#### [Directions]
Set down each of the records below exactly as it reads. No pictures go into the copy.

[Image-grounded pointing data]
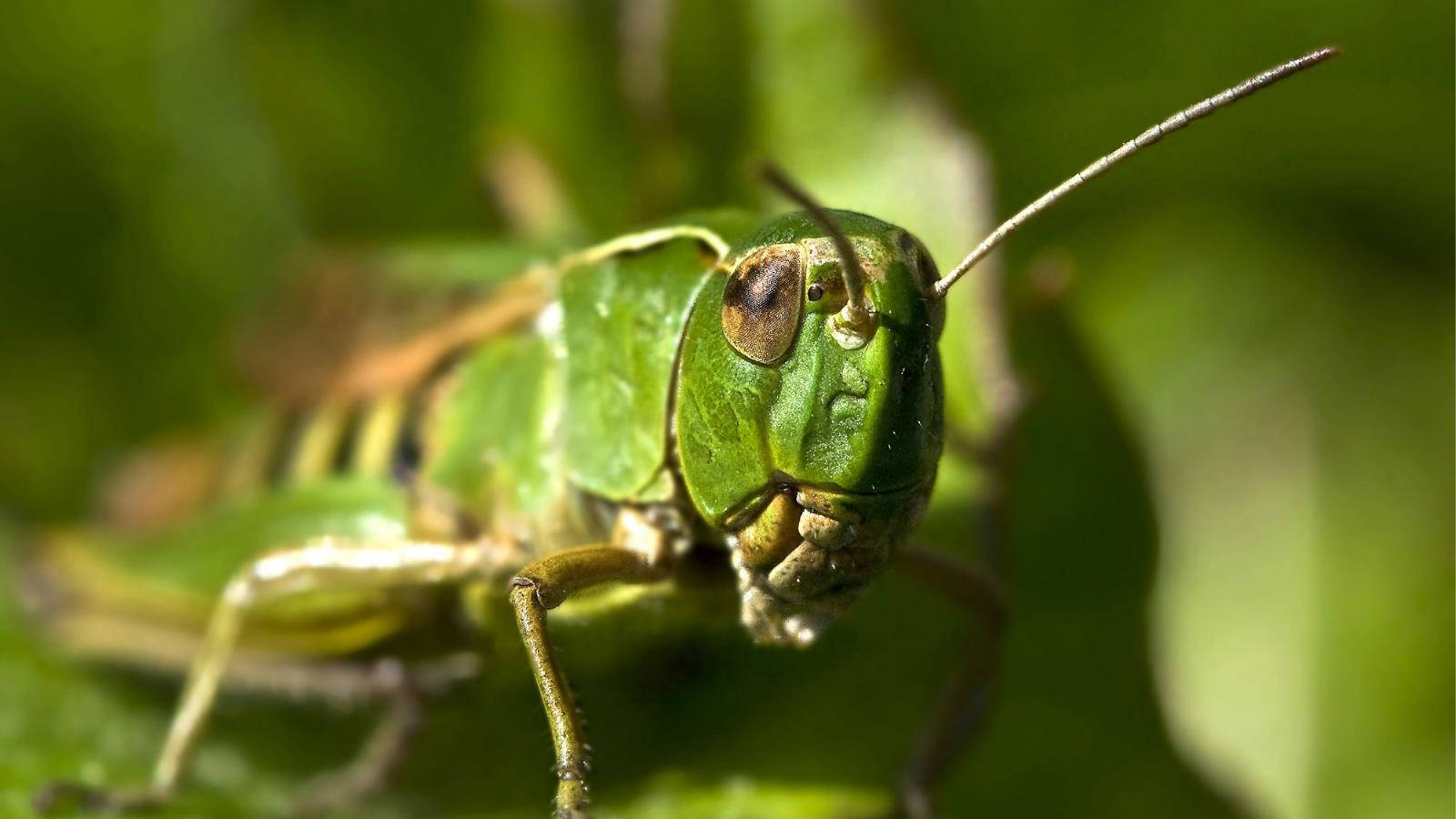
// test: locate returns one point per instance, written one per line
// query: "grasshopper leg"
(637, 555)
(324, 562)
(960, 713)
(382, 753)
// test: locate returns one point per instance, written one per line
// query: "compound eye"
(763, 303)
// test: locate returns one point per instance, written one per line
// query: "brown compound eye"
(763, 302)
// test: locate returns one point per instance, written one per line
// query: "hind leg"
(382, 753)
(319, 564)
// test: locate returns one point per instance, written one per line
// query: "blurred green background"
(1230, 548)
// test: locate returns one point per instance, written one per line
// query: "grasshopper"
(711, 402)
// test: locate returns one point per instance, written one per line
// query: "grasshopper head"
(810, 435)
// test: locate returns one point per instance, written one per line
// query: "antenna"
(1138, 143)
(856, 318)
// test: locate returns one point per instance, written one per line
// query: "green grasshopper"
(713, 402)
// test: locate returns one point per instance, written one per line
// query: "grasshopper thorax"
(812, 445)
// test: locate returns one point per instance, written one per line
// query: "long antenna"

#### [Response box]
// test: locate returns one point per instance, written one per line
// query: "grasshopper leg"
(637, 555)
(324, 562)
(960, 713)
(382, 753)
// test: locate returns one point per instance, written one per line
// query: "compound eye"
(763, 303)
// test: locate returns one point per instance, written one per line
// query: "brown compound eye"
(763, 302)
// test: locate returns one point per instance, written one per line
// query: "hind leg"
(382, 753)
(319, 564)
// test: locate returns one point per instance, written one per line
// query: "blurred green background"
(1230, 548)
// test: locate returns one point per instance, written one per line
// query: "grasshopper"
(711, 402)
// test: locate returns one point per instance, written one per line
// query: "grasshopper head"
(810, 435)
// test: locate returns one point per instance, written one per line
// query: "antenna"
(1138, 143)
(856, 318)
// test: locate returns one point per instance, written one per line
// query: "green grasshopper"
(713, 402)
// test: locate returns one point per instance, written one per line
// query: "grasshopper thorax"
(812, 445)
// test: locate returns one point per instance, written one per line
// query: "long antenna"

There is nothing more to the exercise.